The bright line that we often draw between the economic and social can lead us to ignore one at the expense of the other. New York Governor Andrew Cuomo is a perfect example of that. He became a hero of the left when he helped usher through the legalization of gay marriage in July. But the rest of his agenda is so fiscally conservative that he’s currently embroiled in a fight with public sector unions over decreasing retirees’ pension payments and benefits for new workers.
In the very same year that Cuomo was lauded by the left for his stance on gay rights, he was busy implementing a budget that refused to raise taxes and filled a fiscal hole with huge cuts to services. The enacted 2011 budget reduced overall spending by 2 percent from the year before, “largely through cuts to services and State operations, as well as streamlined government actions,” the Human Services Council reports. But the enacted budget was much kinder than the one Cuomo originally proposed: he would have cut $400 million to health and human services, while the enacted budget added $271 million back. HSC concludes, however, that even with those restorations, “the final budget [did] not meet the need for services in New York’s communities.”
Those service cuts had a huge impact on what we likely categorize as a social issue: domestic violence. The current budget eliminates the TANF non-residential domestic violence initiative, leaving women seeking services but not in need of a shelter out of luck. Meanwhile, cuts to programs for the homeless will impact women fleeing domestic violence. Abuse leads to homelessness for 28 percent of families. Yet the current state budget proposes the elimination of its share of the Advantage housing subsidy program, which helps the homeless move from shelters to permanent housing. The city will also drop its commitment, meaning that $192 million in funding for housing subsidies will disappear. Both cuts mean far less support for women fleeing abusive situations.

== TASK REQUIREMENTS ==
A) For each statement about the article on Cuomo, answer yes or no and quote the deciding words: (i) the enacted 2011 budget cut overall spending by 2 percent from the year before; (ii) Cuomo originally proposed cutting $271 million from health and human services; (iii) abuse leads to homelessness for 28 percent of families.
B) Print the stretch of the article on Cuomo from "The bright line" through "for new workers.".
The items come from a separate source.

== ENTRIES ==

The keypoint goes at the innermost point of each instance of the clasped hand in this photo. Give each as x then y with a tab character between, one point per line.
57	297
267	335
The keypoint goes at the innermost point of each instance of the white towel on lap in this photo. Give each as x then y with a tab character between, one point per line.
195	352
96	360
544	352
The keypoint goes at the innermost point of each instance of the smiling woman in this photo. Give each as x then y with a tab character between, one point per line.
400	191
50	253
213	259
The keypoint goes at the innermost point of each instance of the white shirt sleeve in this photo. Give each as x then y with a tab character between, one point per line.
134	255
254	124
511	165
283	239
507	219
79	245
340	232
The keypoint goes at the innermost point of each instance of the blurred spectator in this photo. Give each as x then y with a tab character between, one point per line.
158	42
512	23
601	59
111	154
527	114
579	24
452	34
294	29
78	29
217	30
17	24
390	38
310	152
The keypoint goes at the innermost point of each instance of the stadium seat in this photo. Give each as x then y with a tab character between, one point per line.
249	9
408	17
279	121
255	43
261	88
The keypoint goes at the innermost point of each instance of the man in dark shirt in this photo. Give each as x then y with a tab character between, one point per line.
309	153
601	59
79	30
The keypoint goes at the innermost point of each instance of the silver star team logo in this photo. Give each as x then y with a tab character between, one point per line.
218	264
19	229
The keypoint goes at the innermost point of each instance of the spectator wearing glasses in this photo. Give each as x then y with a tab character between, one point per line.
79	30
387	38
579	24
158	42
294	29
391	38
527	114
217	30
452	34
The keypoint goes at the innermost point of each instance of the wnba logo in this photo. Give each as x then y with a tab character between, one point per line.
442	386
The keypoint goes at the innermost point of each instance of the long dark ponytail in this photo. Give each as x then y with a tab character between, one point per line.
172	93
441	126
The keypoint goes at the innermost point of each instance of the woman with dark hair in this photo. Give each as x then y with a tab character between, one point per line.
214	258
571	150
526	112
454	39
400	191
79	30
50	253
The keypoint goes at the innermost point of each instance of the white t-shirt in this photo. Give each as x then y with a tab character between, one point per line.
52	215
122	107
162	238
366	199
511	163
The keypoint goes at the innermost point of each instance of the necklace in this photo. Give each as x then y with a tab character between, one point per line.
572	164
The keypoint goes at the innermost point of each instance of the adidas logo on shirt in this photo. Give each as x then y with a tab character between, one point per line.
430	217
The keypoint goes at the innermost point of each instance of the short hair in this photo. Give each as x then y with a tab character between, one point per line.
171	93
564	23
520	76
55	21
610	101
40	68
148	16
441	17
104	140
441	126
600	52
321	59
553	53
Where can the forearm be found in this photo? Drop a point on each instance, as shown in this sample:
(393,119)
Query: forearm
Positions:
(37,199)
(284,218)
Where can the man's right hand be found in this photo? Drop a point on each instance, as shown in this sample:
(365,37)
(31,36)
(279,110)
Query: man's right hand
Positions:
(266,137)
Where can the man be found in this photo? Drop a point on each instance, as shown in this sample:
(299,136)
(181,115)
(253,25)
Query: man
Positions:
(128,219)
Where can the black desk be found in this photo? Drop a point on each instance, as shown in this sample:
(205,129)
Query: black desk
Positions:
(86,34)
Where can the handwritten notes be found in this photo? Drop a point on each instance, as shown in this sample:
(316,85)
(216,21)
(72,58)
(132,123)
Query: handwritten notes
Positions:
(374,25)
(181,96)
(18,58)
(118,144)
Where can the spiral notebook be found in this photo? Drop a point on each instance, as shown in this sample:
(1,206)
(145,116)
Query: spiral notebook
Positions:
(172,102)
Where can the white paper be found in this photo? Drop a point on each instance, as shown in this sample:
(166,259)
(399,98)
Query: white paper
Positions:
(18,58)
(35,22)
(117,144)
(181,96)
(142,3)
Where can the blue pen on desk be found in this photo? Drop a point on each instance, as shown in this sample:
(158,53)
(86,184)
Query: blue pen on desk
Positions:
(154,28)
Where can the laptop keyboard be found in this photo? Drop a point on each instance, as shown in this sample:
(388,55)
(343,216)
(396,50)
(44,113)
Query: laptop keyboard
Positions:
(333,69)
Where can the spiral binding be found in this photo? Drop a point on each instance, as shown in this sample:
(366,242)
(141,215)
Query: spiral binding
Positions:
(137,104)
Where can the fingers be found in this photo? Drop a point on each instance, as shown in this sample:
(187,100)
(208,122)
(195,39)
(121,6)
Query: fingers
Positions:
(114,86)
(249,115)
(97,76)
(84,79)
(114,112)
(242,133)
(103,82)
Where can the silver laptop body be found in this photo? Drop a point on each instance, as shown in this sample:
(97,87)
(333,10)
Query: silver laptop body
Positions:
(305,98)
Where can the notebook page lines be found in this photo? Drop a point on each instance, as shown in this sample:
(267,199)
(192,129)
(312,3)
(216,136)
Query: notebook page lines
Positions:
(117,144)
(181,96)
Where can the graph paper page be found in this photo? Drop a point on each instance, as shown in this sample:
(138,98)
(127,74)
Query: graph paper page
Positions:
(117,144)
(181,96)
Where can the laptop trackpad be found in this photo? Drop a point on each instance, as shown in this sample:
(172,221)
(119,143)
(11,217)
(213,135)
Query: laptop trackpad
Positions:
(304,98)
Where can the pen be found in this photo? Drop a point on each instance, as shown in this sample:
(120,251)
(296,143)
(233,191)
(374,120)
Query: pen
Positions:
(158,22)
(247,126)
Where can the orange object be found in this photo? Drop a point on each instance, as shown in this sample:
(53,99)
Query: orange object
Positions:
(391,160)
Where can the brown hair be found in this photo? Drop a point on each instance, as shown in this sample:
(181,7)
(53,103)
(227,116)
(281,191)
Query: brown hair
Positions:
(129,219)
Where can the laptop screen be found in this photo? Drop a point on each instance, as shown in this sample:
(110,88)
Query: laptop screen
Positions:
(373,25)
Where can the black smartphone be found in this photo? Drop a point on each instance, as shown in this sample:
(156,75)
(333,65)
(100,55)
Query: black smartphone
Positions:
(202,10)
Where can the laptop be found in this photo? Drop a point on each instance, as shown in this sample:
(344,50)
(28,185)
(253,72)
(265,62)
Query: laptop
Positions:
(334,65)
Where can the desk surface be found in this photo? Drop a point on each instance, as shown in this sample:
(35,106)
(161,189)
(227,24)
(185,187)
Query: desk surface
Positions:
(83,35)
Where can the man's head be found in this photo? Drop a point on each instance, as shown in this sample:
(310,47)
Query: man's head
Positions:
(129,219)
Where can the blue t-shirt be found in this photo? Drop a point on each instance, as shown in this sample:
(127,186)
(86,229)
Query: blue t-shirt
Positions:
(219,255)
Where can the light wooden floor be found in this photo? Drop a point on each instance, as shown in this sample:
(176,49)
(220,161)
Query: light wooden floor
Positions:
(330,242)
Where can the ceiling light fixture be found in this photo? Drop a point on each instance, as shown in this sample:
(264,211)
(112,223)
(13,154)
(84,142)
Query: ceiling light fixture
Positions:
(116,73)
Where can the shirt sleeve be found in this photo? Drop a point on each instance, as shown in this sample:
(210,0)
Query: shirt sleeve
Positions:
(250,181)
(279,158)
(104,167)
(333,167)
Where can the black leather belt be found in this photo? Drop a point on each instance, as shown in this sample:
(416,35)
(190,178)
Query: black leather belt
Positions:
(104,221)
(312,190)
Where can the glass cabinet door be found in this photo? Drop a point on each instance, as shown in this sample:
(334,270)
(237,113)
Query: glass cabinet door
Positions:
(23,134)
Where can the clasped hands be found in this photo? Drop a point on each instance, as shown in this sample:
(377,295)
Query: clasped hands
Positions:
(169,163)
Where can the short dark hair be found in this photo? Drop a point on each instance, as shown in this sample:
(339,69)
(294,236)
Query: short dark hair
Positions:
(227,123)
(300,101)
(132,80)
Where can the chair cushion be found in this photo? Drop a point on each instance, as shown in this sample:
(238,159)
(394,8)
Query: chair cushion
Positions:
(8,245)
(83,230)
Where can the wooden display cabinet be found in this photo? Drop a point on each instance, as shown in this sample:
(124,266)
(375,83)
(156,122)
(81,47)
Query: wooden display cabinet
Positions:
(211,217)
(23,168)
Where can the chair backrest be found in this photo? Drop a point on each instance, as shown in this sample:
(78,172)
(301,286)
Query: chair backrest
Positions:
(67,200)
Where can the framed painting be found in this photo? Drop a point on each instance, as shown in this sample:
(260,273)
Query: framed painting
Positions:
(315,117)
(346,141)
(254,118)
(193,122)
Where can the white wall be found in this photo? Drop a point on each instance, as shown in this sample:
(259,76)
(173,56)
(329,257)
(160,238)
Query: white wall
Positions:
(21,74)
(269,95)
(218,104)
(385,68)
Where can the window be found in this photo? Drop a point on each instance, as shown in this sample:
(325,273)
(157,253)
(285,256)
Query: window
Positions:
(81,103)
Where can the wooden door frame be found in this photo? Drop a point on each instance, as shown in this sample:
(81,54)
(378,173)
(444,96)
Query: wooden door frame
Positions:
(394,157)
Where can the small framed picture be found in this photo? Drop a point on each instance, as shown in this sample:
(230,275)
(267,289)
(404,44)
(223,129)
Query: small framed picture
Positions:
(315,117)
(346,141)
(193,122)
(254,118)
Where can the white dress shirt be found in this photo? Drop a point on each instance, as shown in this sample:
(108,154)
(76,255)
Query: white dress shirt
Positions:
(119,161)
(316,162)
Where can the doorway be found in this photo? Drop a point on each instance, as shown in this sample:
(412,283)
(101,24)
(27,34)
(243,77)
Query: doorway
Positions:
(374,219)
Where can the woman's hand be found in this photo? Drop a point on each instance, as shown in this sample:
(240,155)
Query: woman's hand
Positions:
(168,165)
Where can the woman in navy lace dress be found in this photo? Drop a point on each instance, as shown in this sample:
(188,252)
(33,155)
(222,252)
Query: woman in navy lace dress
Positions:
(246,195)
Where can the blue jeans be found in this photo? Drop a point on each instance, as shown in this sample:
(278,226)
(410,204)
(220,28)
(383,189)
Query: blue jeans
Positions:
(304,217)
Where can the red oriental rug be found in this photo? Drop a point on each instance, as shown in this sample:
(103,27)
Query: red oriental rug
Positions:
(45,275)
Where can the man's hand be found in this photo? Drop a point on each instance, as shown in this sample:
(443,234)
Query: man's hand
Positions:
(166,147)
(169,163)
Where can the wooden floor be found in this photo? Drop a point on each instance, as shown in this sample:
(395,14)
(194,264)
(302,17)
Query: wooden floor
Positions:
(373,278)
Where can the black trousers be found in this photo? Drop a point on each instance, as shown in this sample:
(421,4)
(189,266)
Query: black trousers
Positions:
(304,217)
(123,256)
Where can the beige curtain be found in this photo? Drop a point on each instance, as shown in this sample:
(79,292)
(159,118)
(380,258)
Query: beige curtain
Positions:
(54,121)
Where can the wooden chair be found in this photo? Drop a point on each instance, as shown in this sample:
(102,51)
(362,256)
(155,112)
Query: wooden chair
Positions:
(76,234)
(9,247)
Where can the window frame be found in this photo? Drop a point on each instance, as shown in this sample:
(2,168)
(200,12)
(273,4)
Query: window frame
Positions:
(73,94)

== OUTPUTS FOR THE TASKS ==
A)
(i) Yes: "The enacted 2011 budget reduced overall spending by 2 percent from the year before"
(ii) No: "he would have cut $400 million to health and human services, while the enacted budget added $271 million back"
(iii) Yes: "Abuse leads to homelessness for 28 percent of families."

B)
The bright line that we often draw between the economic and social can lead us to ignore one at the expense of the other. New York Governor Andrew Cuomo is a perfect example of that. He became a hero of the left when he helped usher through the legalization of gay marriage in July. But the rest of his agenda is so fiscally conservative that he’s currently embroiled in a fight with public sector unions over decreasing retirees’ pension payments and benefits for new workers.